Your objective: In full and without change, return each entry.

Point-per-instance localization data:
+ + + + +

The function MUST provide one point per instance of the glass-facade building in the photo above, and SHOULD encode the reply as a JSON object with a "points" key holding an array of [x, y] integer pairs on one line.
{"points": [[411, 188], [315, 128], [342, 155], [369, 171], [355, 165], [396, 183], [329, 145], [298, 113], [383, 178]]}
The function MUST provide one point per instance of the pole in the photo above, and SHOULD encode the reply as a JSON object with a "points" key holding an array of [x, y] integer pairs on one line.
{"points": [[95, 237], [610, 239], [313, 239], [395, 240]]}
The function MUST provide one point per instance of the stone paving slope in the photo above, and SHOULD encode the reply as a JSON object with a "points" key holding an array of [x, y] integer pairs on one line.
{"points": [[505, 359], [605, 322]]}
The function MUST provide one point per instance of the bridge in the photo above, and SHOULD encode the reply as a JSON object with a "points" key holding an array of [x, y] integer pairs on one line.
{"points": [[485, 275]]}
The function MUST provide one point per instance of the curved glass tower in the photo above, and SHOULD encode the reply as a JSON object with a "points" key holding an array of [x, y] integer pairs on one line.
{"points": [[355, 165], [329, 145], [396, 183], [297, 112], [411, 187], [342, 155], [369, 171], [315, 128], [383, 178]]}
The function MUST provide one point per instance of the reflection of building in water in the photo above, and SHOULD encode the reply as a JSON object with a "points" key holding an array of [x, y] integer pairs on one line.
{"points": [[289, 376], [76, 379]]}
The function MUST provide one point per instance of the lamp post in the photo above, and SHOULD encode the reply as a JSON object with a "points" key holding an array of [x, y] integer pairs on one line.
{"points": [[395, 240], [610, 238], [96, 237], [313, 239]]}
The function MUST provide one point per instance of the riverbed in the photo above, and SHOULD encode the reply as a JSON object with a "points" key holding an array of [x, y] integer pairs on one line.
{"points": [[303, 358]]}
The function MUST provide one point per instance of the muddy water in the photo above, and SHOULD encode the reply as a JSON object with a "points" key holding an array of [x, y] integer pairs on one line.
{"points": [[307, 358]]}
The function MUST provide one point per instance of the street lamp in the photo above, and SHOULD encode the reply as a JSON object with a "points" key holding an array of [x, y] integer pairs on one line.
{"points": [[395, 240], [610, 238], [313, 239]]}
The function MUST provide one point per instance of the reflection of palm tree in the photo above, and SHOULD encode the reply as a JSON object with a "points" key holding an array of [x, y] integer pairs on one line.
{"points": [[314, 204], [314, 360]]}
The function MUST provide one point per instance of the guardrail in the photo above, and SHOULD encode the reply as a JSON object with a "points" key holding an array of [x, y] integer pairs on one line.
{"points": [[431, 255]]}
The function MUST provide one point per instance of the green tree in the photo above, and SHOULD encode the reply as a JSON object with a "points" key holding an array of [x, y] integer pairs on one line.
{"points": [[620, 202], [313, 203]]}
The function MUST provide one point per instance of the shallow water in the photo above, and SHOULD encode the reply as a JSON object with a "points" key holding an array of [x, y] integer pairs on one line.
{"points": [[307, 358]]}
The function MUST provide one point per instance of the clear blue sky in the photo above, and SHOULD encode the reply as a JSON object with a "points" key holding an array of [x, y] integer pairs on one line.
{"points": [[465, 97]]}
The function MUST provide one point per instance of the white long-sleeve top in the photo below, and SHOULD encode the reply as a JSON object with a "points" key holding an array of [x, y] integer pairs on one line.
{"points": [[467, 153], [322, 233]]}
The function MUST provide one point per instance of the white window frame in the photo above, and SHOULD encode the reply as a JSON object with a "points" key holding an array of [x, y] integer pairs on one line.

+ + + + +

Answer to the exercise:
The function MUST provide one point per instance of the glass-facade building in the photo above, and SHOULD encode the reply as a JSON object with a "points" key holding an array of [x, y] integer pairs on one line.
{"points": [[411, 188], [315, 128], [342, 155], [369, 171], [355, 165], [396, 183], [329, 145], [298, 113], [383, 178]]}
The function MUST provide one point per instance of the pole in the photo above, and SHOULD encode the reply as a JSON object with a "points" key holding an array of [x, y] integer pairs on one line.
{"points": [[95, 237], [610, 239], [313, 239], [395, 240]]}
The function MUST provide one point per instance of the stone paving slope in the photo above, and SHOULD encode the reply as a JSON object with a "points" key holding an array of [x, y] integer pairs on one line.
{"points": [[505, 359], [605, 322]]}
The function MUST provide one point per instance of the bridge in the photo above, and SHOULD encode the reply as a JSON object with a "points" key holding an array of [x, y] integer pairs on one line.
{"points": [[485, 275]]}
The function MUST provide one point per instance of the curved glass tower in the photo above, and SHOULD encode the reply as a JSON object with a "points" key holding an array of [x, y] integer pairs on one line.
{"points": [[355, 165], [329, 145], [396, 183], [297, 112], [411, 187], [342, 155], [369, 171], [315, 128], [383, 178]]}
The function MUST provide one point per instance of the reflection of building in water in the photo above, and SHOULD encode the reply as a JSON object with a "points" key holding an array of [x, y] integer pairs on one line.
{"points": [[289, 376], [76, 379]]}
The function MUST provide one point per instance of the lamp post in the photo above, and SHOULD encode the reply as a JSON object with a "points" key holding an array of [x, y] integer pairs on one line.
{"points": [[395, 240], [610, 238], [96, 237], [313, 239]]}
The function MUST provide one point per instance of the riverbed in the photo above, and SHOULD encode the reply as a JSON object with a "points" key holding an array of [x, y] integer pairs on one line.
{"points": [[303, 358]]}
The function MUST provide one point per instance of the muddy water in the photo above, and SHOULD encode the reply as a JSON object with a "points" key holding an array of [x, y] integer pairs on one line.
{"points": [[307, 358]]}
The function MUST provide one point per instance of the street lamp in the photo above, and SHOULD encode the reply as a JSON object with a "points" key holding an array of [x, y] integer pairs on one line.
{"points": [[395, 240], [610, 238], [313, 239]]}
The function MUST provide one point per instance of the reflection of palm tree in the photo above, and SHOULD encode the reply as a JSON object with a "points" key holding an array of [x, y] integer pairs on one line.
{"points": [[314, 204], [314, 360]]}
The function MUST provide one point per instance of the guardrail in the photo above, and SHOULD encode the reply as a JSON object with a "points" key holding an array of [x, y] integer pairs on one line.
{"points": [[431, 255]]}
The function MUST provide one point per instance of the green tree in the photo above, and SHOULD encode the reply as a JSON object with a "points" key holding an array of [x, y] integer pairs on one line.
{"points": [[620, 202], [313, 203]]}
The function MUST provide one point per instance of the shallow water in the photo above, and SHOULD encode the reply as a JSON object with a "points" key holding an array of [x, y] integer pairs on one line.
{"points": [[307, 358]]}
The function MUST provide one point per instance of the clear blue sky in the photo above, and SHOULD encode the reply as a JSON object with a "points" key holding an array of [x, y] integer pairs on one line.
{"points": [[465, 97]]}
The function MUST provide one point per instance of the white long-sleeve top in the photo below, and SHOULD encode the reply as a JSON object with a "points" key holding an array of [x, y] integer pairs on one line.
{"points": [[467, 153], [322, 233]]}
The function MUST provide one point per instance of the white window frame in the photo above, and SHOULD encode the reply as a JSON object with a "points" key holding an array of [x, y] integer pairs on one line.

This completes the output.